◆ The task ◆
Go through the entries and write each one out again unchanged.

____ Material for this task

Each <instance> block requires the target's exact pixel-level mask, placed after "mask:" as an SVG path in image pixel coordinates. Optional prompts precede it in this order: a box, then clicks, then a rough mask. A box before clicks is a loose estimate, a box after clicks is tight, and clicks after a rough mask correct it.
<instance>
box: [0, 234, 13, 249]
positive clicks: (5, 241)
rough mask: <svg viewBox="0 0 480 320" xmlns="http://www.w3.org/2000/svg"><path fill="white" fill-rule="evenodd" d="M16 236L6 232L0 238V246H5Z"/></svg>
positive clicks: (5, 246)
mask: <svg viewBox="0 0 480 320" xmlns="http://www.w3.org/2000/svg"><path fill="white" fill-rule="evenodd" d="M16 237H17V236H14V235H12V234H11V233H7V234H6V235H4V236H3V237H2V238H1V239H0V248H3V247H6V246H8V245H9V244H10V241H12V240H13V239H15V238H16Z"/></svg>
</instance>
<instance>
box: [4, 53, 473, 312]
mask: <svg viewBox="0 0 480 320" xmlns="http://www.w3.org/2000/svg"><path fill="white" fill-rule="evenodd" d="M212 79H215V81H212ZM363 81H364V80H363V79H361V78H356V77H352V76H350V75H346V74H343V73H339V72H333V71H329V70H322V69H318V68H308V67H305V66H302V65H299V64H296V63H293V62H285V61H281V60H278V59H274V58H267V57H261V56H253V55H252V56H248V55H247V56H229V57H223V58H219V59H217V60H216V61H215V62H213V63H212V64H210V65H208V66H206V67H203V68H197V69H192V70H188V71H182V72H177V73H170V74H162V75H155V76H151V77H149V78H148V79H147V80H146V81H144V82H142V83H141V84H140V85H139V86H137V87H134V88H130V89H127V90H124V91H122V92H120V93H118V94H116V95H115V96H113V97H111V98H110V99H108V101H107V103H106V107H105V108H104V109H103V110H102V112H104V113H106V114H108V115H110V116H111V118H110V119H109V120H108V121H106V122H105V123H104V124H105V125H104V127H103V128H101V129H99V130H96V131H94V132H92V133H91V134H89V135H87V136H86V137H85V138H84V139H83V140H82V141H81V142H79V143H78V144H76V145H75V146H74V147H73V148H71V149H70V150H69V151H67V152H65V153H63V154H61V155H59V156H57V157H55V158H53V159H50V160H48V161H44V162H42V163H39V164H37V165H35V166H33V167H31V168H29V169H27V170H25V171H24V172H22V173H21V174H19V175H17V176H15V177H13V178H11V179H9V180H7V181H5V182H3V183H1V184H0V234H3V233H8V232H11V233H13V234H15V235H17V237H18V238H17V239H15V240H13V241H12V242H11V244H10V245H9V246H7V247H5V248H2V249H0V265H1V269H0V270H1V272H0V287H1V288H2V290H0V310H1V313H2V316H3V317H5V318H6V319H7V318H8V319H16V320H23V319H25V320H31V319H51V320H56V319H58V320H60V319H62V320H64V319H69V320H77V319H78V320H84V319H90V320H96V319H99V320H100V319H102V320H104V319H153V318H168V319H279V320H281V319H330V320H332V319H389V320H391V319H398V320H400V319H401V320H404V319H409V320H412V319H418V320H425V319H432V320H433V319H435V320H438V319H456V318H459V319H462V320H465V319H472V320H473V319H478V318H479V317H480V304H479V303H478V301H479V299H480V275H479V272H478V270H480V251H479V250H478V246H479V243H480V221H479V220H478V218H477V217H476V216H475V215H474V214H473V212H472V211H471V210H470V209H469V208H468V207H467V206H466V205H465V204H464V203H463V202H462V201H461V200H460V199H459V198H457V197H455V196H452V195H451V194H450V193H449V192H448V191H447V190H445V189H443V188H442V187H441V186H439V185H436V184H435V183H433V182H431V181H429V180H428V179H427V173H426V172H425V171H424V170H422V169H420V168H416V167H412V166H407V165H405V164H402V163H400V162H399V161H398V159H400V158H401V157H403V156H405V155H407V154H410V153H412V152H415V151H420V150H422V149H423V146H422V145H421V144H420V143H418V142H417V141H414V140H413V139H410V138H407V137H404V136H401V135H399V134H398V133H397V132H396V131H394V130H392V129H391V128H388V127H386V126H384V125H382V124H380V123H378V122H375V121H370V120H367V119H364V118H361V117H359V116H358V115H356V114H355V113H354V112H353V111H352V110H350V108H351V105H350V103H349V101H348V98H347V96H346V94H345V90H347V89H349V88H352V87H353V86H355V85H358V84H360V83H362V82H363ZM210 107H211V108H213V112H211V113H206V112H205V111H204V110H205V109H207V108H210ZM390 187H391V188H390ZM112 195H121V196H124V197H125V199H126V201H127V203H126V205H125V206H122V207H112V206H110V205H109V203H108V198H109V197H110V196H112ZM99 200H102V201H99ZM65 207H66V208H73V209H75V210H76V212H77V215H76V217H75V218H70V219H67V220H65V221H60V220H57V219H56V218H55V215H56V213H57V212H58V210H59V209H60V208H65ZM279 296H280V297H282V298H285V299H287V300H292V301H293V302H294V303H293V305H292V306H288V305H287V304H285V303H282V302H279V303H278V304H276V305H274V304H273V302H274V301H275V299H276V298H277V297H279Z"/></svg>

________

◆ Response to the task ◆
Each <instance> block requires the target's exact pixel-level mask, placed after "mask:" as an SVG path in image pixel coordinates. Optional prompts precede it in this order: a box, then clicks, then a rough mask. A box before clicks is a loose estimate, a box after clicks is tight, and clicks after a rough mask correct it.
<instance>
box: [0, 234, 13, 249]
positive clicks: (5, 241)
rough mask: <svg viewBox="0 0 480 320" xmlns="http://www.w3.org/2000/svg"><path fill="white" fill-rule="evenodd" d="M16 236L6 232L0 238V246H5Z"/></svg>
positive clicks: (5, 246)
mask: <svg viewBox="0 0 480 320" xmlns="http://www.w3.org/2000/svg"><path fill="white" fill-rule="evenodd" d="M16 237H17V236H14V235H12V234H11V233H7V234H6V235H4V236H3V237H2V238H1V239H0V248H3V247H6V246H8V245H9V244H10V241H12V240H13V239H15V238H16Z"/></svg>
</instance>
<instance>
box: [4, 53, 473, 312]
mask: <svg viewBox="0 0 480 320" xmlns="http://www.w3.org/2000/svg"><path fill="white" fill-rule="evenodd" d="M212 79H215V81H212ZM363 81H364V80H363V79H361V78H356V77H352V76H350V75H346V74H343V73H339V72H333V71H329V70H322V69H318V68H308V67H305V66H302V65H299V64H296V63H293V62H285V61H281V60H278V59H274V58H267V57H261V56H253V55H252V56H248V55H247V56H229V57H223V58H219V59H217V60H216V61H215V62H213V63H212V64H210V65H208V66H206V67H203V68H197V69H192V70H188V71H182V72H177V73H170V74H162V75H155V76H151V77H149V78H148V79H147V80H146V81H144V82H142V83H141V84H140V85H139V86H137V87H134V88H130V89H127V90H124V91H122V92H120V93H118V94H116V95H115V96H113V97H111V98H110V99H108V101H107V103H106V107H105V108H104V109H103V110H102V112H104V113H106V114H108V115H110V116H111V118H110V119H109V120H108V121H106V122H105V123H104V124H105V125H104V127H103V128H101V129H99V130H96V131H94V132H92V133H91V134H89V135H87V136H86V137H85V138H84V139H83V140H82V141H81V142H79V143H78V144H76V145H75V146H74V147H73V148H71V149H70V150H69V151H67V152H65V153H63V154H61V155H59V156H57V157H55V158H53V159H50V160H48V161H44V162H42V163H39V164H37V165H35V166H33V167H31V168H29V169H27V170H25V171H24V172H22V173H21V174H19V175H17V176H15V177H13V178H11V179H9V180H7V181H5V182H3V183H1V184H0V234H3V233H8V232H11V233H13V234H15V235H17V237H18V238H17V239H15V240H13V241H12V242H11V244H10V245H9V246H7V247H5V248H2V249H0V265H1V269H0V270H1V272H0V287H1V288H2V290H0V310H1V313H2V316H3V317H5V318H6V319H7V318H8V319H16V320H23V319H25V320H31V319H51V320H56V319H58V320H60V319H62V320H64V319H69V320H77V319H78V320H84V319H90V320H96V319H99V320H100V319H102V320H104V319H153V318H168V319H279V320H281V319H330V320H332V319H389V320H391V319H398V320H400V319H401V320H404V319H409V320H412V319H418V320H425V319H432V320H433V319H435V320H438V319H456V318H459V319H462V320H465V319H472V320H473V319H478V318H479V317H480V304H479V303H478V301H479V299H480V275H479V272H478V270H480V251H479V250H478V246H479V243H480V221H479V220H478V218H477V217H476V216H475V215H474V214H473V212H472V211H471V210H470V209H469V208H468V207H467V206H466V205H465V204H464V203H463V202H462V201H461V200H460V199H459V198H457V197H455V196H452V195H451V194H450V193H449V192H448V191H447V190H445V189H443V188H442V187H441V186H439V185H436V184H435V183H433V182H431V181H429V180H428V179H427V173H426V172H425V171H424V170H422V169H420V168H416V167H412V166H407V165H405V164H402V163H400V162H399V161H398V159H400V158H401V157H403V156H405V155H407V154H410V153H412V152H415V151H420V150H422V149H423V146H422V145H421V144H420V143H418V142H417V141H414V140H413V139H410V138H407V137H404V136H401V135H399V134H398V133H397V132H396V131H394V130H392V129H391V128H388V127H386V126H384V125H382V124H380V123H378V122H375V121H370V120H367V119H364V118H361V117H359V116H358V115H356V114H355V113H354V112H353V111H352V110H350V108H351V105H350V103H349V101H348V98H347V96H346V94H345V90H347V89H349V88H352V87H353V86H355V85H358V84H360V83H362V82H363ZM210 107H211V108H213V112H211V113H206V112H205V111H204V110H205V109H207V108H210ZM390 187H391V188H390ZM112 195H121V196H124V197H125V199H126V201H127V203H126V205H125V206H122V207H112V206H110V205H109V203H108V198H109V197H110V196H112ZM99 200H102V201H99ZM65 207H66V208H73V209H75V210H76V212H77V215H76V217H75V218H70V219H67V220H65V221H60V220H57V219H56V218H55V215H56V213H57V212H58V210H59V209H60V208H65ZM279 296H280V297H282V298H285V299H287V300H292V301H293V302H294V303H293V305H292V306H288V305H287V304H285V303H282V302H279V303H278V304H276V305H274V304H273V302H274V301H275V299H276V298H277V297H279Z"/></svg>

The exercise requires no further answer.